** Start of INPUT **

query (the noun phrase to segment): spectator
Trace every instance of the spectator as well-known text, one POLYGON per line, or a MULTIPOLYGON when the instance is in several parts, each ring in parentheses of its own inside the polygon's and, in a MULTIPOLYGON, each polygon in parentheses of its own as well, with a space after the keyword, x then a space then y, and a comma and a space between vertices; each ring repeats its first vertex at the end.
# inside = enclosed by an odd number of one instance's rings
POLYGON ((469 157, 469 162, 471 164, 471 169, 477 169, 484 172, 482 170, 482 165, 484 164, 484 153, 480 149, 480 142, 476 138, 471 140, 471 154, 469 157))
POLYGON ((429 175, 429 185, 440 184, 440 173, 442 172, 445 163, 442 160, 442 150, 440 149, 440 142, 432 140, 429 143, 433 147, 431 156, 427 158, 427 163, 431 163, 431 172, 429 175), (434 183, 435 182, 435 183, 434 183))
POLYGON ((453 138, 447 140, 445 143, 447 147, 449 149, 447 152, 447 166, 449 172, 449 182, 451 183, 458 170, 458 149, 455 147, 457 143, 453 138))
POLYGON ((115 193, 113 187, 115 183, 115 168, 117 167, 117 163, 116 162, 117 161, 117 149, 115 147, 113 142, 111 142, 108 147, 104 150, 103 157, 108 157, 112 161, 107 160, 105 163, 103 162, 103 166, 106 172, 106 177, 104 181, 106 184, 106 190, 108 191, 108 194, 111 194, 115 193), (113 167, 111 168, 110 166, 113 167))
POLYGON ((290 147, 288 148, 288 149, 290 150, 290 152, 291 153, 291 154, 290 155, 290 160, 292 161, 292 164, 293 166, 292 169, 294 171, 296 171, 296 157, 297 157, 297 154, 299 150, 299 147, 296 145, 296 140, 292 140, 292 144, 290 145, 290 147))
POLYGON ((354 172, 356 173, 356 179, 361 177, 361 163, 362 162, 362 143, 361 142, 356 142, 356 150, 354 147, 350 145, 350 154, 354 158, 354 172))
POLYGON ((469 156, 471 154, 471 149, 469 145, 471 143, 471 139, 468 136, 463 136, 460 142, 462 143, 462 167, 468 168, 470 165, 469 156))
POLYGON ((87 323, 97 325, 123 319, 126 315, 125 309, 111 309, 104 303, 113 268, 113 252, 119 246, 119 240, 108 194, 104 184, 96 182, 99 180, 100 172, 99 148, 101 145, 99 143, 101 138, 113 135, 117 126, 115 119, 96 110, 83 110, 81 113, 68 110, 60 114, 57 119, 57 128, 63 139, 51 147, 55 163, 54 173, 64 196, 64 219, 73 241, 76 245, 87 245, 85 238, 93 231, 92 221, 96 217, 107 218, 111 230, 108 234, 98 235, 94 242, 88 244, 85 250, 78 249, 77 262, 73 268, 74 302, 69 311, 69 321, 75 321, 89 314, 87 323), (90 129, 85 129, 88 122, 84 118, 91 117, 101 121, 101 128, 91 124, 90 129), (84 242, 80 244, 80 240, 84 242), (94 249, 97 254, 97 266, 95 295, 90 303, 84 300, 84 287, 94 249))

** End of INPUT **
** Start of INPUT **

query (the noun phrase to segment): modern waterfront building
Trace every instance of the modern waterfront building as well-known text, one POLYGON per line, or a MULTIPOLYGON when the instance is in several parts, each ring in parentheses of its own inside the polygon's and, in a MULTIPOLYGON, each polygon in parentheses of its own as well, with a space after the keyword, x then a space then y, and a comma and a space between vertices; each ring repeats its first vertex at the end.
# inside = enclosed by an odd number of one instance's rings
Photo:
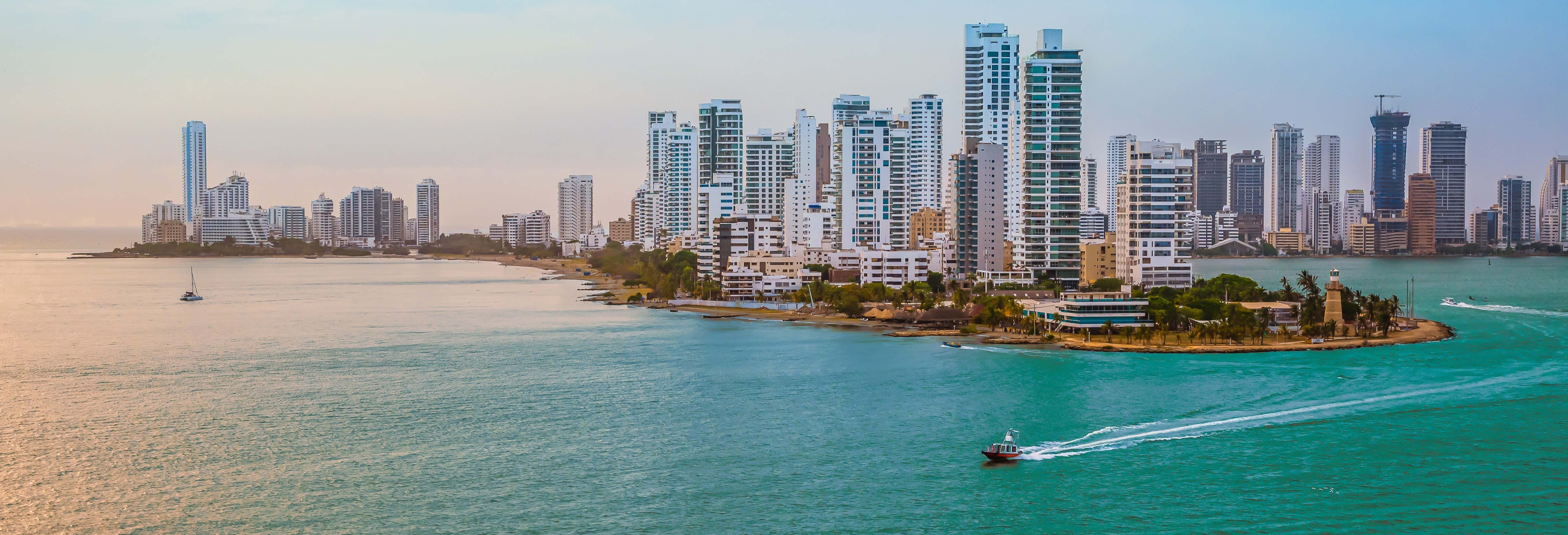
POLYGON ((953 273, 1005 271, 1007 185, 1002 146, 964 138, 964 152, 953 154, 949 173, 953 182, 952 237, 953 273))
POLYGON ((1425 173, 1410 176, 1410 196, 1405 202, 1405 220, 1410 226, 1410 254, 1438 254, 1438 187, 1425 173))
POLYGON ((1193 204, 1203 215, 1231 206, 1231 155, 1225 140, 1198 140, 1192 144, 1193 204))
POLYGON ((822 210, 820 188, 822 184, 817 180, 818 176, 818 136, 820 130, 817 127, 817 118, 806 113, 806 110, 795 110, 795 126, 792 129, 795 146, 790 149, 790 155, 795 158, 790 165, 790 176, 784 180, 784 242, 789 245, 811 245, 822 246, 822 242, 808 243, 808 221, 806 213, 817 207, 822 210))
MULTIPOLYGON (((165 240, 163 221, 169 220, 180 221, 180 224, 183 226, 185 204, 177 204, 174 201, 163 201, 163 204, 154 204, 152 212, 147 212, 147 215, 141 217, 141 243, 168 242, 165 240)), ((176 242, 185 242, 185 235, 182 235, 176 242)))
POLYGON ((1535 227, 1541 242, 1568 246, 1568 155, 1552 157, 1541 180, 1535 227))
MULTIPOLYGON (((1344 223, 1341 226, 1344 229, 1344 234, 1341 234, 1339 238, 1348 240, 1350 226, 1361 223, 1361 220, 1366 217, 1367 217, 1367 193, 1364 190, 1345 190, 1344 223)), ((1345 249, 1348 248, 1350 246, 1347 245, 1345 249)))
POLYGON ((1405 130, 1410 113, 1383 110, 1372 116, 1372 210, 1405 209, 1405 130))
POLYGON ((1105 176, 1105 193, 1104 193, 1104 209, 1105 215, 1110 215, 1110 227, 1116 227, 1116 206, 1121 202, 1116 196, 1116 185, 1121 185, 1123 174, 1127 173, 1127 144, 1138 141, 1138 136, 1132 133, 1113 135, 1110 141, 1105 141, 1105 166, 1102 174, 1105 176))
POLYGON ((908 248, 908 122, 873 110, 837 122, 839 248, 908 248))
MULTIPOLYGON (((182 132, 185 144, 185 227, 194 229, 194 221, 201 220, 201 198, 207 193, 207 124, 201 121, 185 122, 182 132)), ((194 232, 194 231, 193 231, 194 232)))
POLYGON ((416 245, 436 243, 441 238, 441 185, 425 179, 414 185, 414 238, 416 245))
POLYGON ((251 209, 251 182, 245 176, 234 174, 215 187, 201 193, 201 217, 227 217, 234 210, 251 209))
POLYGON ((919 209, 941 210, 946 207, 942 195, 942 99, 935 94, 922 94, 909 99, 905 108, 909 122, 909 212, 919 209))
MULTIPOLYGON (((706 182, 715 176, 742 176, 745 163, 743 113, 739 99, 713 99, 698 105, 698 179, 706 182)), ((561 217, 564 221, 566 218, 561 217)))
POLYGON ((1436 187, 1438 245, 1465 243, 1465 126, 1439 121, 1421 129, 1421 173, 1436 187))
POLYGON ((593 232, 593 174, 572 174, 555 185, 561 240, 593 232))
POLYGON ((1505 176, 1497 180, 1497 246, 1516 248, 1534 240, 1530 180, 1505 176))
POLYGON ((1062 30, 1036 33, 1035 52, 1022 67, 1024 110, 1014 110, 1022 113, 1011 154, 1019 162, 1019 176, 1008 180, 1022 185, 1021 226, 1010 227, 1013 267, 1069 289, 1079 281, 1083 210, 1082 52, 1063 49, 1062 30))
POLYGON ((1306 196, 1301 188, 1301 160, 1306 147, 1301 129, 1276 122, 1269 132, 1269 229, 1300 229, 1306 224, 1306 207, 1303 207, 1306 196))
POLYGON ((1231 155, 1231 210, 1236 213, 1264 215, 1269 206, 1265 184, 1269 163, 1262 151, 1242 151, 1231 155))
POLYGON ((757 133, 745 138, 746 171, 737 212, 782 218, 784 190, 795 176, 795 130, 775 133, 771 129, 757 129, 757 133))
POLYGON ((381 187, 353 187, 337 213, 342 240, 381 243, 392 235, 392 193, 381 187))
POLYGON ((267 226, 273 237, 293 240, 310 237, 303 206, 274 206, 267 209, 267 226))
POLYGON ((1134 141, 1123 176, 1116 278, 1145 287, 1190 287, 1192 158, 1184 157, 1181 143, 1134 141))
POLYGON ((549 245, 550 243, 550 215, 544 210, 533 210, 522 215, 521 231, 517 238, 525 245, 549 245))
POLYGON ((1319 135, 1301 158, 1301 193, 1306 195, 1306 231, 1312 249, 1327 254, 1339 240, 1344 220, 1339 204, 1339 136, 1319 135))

** End of INPUT **

* TASK TO COMPLETE: Rescale the stretch of records from the line containing "query (the noun phrase to segment): spectator" through the line containing "POLYGON ((469 157, 469", both included. Reproduce each line, requests included, with every coordinate in the polygon answers multiplied by 2.1 and rounded to the nearest whole number, halves rounding up.

* CORRECT RESPONSE:
query (the noun phrase to segment): spectator
Trace every instance of the spectator as well-known text, one POLYGON per line, or a MULTIPOLYGON when the instance is in several parts, each ring in parentheses of its own inside the polygon's and, in a MULTIPOLYGON, each polygon in parentheses of its own as well, with a space after the keyword, x then a space then y, and a comma and a space between vertices; each ring repeats its first vertex at the end.
# inside = enclosed by an odd number of one instance's rings
POLYGON ((985 330, 985 340, 989 344, 989 355, 1002 355, 1016 361, 1012 357, 1012 347, 1016 344, 1016 321, 1008 313, 1008 298, 1000 290, 989 294, 989 323, 985 330))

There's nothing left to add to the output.